### Extract provided:
Is religion the problem?
All religions are not the same. As such, not all religious worldviews are equally valid (23). Agreeing with Sam Harris and Ken Wilber alike, he says value judgments of religion are sorely needed. There are objective criteria we can use to make informed and responsible decisions about what is acceptable under the religious rubric. Freedom of religion is a wonderful thing, but equally important is freedom from the religions others wish to impose upon those who differ (25).

Asking ‘is religion the problem?’ completely depends upon our understanding of religion itself. If religion can be summed up as fundamentalist and narrow and literalist then the obvious question is yes! Religion would clearly be the problem. However, religion is more than the holy trinity of atheists makes it out to be. According to Kimball, Sam Harris seems to think there is only one way to understand and interpret sacred texts, and that is a literal understanding. Kimball, in this sense, completely agrees with Karen Armstrong; asserting that fundamentalism is the only valid form of faith is “uninformed and deceitful”. Harris also does not distinguish faith and belief. Believing X, Y and Z, does not sum up religion or religious people. However, Kimball recognizes consistently that there is a growing and dangerous proportion of the population that would fit into this category. Their exclusivist understanding and propagation of religion merely reinforces the argument that religion is indeed the problem (35). In order to answer the question ‘is religion the problem?’ accurately, we need “a broader, deeper, and more inclusive understanding of religion” (38).

Kimball briefly tries to answer his own question by saying that if religious institutions and teachings lack “flexibility, opportunities for growth, and healthy systems of checks and balances” they certainly can be, and usually are, a major part of the problem. Regardless of what people say about their love of god or their need for religion in their lives, or in the public arena, when their behavior toward the other is violent and destructive, when it causes suffering, the religion has certainly become corrupted and is in need of serious reform.

Truth Claims
Kimball says “In every religion, truth claims constitute the foundation on which the entire structure rests. However, when particular interpretations of these claims become propositions requiring uniform assent and are treated as rigid doctrines, the likelihood of corruption in that traditional rises exponentially” (49). This creates an environment for religion and religious people to become defensive and sometimes assume an offensive posture towards difference and criticism. Presuming to know god, to have exclusive rights to the correct interpretation of sacred texts, has potentially destructive consequences (55). This absolutism blocks any ability or willingness to perceive the multitude of ways, even in one single tradition, people understand and conceptualize the transcendent.

### Challenges:
A. List every page number that appears in parentheses in the passage on religion.
B. Carry the passage on religion forward, starting after its final sentence.
The records that come next have no connection to the passage on religion.

(Coordinate labeling records)
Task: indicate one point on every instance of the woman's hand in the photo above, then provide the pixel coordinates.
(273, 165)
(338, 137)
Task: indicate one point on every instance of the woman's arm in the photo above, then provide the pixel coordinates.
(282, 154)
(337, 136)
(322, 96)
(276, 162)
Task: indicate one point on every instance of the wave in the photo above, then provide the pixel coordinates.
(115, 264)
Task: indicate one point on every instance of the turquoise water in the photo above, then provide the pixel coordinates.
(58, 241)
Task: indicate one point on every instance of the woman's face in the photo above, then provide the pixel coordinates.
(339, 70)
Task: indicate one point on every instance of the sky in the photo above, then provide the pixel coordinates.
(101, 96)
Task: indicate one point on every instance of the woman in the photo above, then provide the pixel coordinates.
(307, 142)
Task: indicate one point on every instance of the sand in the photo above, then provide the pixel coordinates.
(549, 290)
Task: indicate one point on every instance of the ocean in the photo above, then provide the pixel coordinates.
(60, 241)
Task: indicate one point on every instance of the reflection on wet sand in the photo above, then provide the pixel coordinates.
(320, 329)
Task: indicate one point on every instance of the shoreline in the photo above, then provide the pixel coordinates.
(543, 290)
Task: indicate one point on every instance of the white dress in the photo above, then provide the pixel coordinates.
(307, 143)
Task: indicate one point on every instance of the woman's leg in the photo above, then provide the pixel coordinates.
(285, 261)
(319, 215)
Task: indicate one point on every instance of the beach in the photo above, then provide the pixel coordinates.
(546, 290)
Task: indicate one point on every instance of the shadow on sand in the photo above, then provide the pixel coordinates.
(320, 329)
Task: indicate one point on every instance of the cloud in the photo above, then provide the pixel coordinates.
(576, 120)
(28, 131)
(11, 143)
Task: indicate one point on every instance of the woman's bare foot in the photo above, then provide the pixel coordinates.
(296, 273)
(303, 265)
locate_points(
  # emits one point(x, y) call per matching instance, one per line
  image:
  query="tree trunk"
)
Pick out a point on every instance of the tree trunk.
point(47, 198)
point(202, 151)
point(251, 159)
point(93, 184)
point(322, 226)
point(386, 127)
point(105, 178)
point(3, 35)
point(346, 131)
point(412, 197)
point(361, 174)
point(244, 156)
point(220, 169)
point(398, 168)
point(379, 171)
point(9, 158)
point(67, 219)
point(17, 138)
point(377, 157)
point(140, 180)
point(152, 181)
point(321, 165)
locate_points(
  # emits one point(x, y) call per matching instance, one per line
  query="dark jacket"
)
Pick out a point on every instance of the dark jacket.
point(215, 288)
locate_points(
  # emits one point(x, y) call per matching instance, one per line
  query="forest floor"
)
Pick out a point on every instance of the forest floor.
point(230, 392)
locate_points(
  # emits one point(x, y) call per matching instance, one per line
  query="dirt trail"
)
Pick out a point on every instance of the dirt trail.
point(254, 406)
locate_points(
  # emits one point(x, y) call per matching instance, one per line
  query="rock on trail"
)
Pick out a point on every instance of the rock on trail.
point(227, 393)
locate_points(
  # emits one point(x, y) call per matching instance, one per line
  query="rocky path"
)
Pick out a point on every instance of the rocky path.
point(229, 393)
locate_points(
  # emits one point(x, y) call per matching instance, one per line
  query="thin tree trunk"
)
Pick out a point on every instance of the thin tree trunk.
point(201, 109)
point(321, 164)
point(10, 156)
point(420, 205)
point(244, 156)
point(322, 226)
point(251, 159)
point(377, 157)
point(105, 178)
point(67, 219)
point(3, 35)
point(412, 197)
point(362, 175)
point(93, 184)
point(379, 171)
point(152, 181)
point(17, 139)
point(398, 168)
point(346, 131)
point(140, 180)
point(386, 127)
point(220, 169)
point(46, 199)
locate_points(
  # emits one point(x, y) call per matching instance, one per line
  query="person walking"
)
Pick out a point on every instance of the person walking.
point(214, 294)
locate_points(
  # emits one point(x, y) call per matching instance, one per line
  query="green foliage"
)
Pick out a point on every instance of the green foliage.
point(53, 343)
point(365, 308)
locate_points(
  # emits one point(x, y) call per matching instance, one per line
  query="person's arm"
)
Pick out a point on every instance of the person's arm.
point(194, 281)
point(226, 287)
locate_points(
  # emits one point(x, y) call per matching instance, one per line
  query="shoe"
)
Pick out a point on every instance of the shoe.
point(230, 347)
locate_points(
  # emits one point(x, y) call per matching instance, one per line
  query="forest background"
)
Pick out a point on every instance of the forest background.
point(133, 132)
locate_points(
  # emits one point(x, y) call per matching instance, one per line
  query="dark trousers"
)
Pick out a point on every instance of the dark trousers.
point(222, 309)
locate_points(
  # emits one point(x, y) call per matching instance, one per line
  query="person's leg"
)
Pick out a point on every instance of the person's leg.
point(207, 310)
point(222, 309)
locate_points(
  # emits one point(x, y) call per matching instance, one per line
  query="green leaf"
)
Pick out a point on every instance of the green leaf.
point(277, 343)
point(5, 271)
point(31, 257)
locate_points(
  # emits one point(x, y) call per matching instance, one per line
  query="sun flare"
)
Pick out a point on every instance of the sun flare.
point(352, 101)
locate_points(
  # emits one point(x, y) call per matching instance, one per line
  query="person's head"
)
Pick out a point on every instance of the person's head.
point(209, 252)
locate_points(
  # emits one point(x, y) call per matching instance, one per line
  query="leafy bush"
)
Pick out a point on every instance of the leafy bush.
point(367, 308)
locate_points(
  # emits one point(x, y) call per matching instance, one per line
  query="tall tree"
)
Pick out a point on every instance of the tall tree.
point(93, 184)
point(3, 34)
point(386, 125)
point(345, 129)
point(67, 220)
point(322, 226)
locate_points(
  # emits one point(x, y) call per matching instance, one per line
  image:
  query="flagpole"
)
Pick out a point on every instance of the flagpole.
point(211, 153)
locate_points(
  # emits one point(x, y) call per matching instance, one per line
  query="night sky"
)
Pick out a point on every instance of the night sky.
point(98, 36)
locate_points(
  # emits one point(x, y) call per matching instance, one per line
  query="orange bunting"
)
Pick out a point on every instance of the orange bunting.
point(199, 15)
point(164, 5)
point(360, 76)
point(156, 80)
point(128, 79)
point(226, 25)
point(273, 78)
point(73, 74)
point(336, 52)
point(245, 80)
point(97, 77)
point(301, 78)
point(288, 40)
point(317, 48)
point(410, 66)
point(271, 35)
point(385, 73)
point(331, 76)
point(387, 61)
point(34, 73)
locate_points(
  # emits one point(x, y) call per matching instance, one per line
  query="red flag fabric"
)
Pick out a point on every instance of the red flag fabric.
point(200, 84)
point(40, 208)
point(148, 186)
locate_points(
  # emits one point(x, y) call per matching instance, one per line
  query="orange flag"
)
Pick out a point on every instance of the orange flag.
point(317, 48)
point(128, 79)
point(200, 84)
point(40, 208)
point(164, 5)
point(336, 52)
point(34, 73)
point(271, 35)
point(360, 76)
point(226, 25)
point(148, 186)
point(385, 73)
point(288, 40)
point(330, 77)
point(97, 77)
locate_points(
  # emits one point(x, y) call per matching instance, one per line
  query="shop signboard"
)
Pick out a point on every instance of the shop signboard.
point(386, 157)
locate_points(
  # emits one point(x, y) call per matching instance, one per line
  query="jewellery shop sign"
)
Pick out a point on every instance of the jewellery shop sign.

### In response:
A. 23, 25, 35, 38, 49, 55

B.
Truth claims are based on selective readings. Usually people defer to authority figures who define the Christian position on any variety of issues such as human sexuality or the physical age of the planet. Literalism, Kimball says is dangerous for two reasons:
1. Sacred texts are apprehensible and therefore sensible. Despite the notion of original or authorial intent, meaning is determined by what the reader attributes to the author. Thus, “what the reader thinks is there becomes not merely the reader’s opinion but the will of god” (67).
2.  Allegories, typologies and symbolic interpretations are avoided in favor of the pure and uncorrupted word; truth and meaning become synonymous. When the symbolic, metaphorical and allegorical nature of sacred texts is lost, and literalism predominates, it is significantly more likely that those who differ will be demonized.

The problem of truth claims is that we take the language of faith and turn them into absolute truths in our craving for certainty. Kimball goes so far as to say that “Christians who take the bible literally are either ignorant or self deluded” (66). I could not agree more. Unfortunately, we are speaking of a very large proportion of Christians and Christianity.

Blind Obedience

The limitation of intellectual freedom and individual integrity is a sure sign of religious corruption. Kimball says, “when authority figures discourage questions or disallow honest questions, something clearly is wrong” (99). There is usually strong social pressure, and familial pressure, to conform. This pressure is applied more often in terms of how the religious communities define themselves in relation to the larger social network. “Some groups physically withdraw from the perceived corrupt society around them” (100). We can see this in the case of evangelical Christian home schooling, Jehovah’s Witnesses and the like.

It is important to stress that religion and religious communities must be allowed to be bizarre and self-destructive. Religious or not, this occurs all the time. The line is crossed when the sect poses a threat to anyone other than their “freely participating adult adherents” (104).

Establishing the Ideal Time
Following the Millennialism traditions, when a hoped-for ideal is tied to a particular religious worldview and those who wish to implement their vision of the hoped-for time, presume to know what god wants not just for them but for the everyone (115).

Usually, those who can be described in this vain have a very black and white vision of the ideal time. For example, to use a familiar name, Pat Robertson has said
 “One is either following god in all aspects of life or not following god at all. One is either engaged in godly politics or is participating in the anti-god structures that now threaten the home, school, and the church” (128). Either you agree with this vision or you do not. And if you do not agree then you are obstructing its fruition. This certainty, for Robertson, and indeed many in the religious right, correlates to our political and economic systems. “He’s [Satan] gone after the government and moved it away from the more free enterprise system we’ve known and turned it into a socialist welfare state” (130). This vision can also create an attitude of exclusivism and bigotry. For example, Pat Buchanan said in 1993, “our culture is superior because our religion is Christianity” (131).

People and groups who have a political and economic blueprint based on divine mandate should be regarded with extreme caution.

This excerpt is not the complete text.